(Data from a data collection)

* * *

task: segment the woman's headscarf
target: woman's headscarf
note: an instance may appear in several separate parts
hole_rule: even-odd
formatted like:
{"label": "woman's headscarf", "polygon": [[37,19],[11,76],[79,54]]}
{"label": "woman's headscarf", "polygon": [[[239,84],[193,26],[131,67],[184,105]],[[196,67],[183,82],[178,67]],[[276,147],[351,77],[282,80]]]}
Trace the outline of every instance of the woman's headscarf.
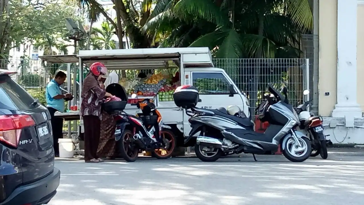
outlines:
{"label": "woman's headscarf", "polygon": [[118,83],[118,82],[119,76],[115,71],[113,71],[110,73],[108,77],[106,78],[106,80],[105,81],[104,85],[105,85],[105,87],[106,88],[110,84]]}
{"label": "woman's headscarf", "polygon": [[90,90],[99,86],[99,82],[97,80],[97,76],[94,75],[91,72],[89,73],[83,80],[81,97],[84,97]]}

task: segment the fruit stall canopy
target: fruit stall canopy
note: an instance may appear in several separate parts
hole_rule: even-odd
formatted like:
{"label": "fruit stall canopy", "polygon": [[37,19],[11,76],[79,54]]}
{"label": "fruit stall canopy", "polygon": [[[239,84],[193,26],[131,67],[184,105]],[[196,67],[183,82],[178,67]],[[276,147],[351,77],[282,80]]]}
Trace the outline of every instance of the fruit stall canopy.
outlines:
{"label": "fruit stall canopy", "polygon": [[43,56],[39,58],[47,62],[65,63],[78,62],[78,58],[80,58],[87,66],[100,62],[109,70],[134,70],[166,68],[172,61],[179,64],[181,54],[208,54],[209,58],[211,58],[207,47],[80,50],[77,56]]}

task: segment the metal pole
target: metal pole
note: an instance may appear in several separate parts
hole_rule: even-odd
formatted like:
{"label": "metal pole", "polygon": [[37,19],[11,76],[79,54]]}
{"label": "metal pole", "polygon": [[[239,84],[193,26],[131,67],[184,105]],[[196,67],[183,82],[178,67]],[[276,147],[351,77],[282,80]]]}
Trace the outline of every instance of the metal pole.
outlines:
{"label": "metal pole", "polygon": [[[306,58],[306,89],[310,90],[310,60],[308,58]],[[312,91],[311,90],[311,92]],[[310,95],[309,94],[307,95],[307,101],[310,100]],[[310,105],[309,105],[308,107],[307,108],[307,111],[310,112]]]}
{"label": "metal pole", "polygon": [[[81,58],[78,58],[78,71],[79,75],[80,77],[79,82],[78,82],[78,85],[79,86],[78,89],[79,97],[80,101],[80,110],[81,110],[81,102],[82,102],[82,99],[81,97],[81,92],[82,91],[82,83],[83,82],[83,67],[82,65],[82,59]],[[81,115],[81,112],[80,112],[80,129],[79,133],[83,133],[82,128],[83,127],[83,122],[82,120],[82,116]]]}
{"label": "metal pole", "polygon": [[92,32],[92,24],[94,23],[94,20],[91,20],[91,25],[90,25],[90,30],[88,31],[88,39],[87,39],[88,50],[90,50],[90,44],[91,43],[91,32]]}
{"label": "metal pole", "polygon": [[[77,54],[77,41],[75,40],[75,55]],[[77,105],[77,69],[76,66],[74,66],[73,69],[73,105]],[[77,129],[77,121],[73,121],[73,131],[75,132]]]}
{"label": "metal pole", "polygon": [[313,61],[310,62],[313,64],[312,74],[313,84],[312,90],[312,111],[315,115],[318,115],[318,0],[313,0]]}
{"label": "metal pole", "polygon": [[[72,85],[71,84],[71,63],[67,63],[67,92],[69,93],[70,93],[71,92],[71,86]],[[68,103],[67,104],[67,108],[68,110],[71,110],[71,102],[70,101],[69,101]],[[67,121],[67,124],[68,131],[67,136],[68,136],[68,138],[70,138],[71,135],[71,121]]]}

* * *

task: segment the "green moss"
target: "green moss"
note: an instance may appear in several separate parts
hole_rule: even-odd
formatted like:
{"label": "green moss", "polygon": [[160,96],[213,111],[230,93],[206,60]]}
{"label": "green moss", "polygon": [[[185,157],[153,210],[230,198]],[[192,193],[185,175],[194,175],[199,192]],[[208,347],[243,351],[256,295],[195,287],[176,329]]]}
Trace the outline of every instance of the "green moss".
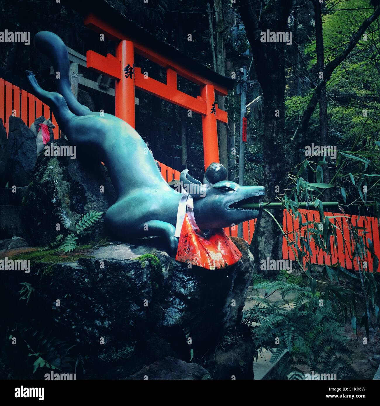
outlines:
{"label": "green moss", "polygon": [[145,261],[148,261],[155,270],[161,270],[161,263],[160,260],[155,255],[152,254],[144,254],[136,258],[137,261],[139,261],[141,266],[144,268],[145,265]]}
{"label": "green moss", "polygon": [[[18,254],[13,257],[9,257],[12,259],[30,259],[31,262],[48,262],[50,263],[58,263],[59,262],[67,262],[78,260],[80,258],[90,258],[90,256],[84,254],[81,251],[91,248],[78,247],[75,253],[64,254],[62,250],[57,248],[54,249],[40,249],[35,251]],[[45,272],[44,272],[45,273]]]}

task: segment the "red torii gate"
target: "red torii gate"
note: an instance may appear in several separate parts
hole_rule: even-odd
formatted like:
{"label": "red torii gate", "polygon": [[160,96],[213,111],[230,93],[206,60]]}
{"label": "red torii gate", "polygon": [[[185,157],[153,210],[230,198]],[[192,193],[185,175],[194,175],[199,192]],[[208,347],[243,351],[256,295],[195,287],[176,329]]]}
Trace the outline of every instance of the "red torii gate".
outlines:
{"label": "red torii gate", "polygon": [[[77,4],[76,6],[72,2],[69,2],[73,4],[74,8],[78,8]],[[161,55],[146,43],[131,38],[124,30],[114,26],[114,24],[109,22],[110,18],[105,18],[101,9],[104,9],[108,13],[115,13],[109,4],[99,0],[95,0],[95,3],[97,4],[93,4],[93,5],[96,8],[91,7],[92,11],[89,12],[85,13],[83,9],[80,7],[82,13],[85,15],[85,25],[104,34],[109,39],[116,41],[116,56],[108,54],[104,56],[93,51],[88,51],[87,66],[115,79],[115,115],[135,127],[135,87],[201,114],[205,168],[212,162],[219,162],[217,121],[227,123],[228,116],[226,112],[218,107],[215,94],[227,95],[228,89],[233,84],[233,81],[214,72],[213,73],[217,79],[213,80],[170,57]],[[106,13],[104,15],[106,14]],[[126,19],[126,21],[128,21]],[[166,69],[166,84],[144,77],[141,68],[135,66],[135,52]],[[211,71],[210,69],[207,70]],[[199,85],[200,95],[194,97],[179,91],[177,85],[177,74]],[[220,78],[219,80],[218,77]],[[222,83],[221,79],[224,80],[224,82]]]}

* * *

— Exercise goal —
Count the lines of the data above that contain the string "segment", treating case as significant, and reply with the number alone.

— Problem solution —
5